Items listed in a dataset
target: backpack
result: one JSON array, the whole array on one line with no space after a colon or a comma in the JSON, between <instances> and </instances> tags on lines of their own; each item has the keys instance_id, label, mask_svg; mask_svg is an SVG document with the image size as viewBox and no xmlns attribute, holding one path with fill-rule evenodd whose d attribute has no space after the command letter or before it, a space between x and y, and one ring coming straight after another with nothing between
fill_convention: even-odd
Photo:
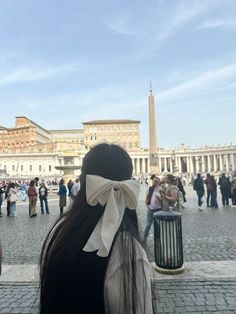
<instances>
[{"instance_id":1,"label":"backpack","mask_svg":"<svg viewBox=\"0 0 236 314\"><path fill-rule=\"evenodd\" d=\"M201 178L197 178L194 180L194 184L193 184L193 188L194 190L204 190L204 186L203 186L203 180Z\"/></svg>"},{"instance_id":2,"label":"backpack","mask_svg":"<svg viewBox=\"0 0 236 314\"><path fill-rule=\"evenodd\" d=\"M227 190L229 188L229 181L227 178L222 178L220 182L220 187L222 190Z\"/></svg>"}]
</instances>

- _Work order_
Type out each line of the records above exactly, skipping any pictures.

- _Task response_
target: backpack
result: one JSON array, the whole array on one line with no space after a colon or a comma in the JSON, between <instances> and </instances> tags on lines of their own; each item has the keys instance_id, label, mask_svg; mask_svg is an SVG document with the image size as viewBox and no xmlns attribute, holding one path with fill-rule evenodd whose d attribute has no space after the command letter or before it, a space between x and y, and one ring coming straight after another with nothing between
fill_convention: even-odd
Photo:
<instances>
[{"instance_id":1,"label":"backpack","mask_svg":"<svg viewBox=\"0 0 236 314\"><path fill-rule=\"evenodd\" d=\"M201 178L197 178L194 180L194 184L193 184L193 188L194 190L204 190L204 186L203 186L203 180Z\"/></svg>"},{"instance_id":2,"label":"backpack","mask_svg":"<svg viewBox=\"0 0 236 314\"><path fill-rule=\"evenodd\" d=\"M227 190L229 188L229 181L227 178L222 178L220 182L220 187L222 190Z\"/></svg>"}]
</instances>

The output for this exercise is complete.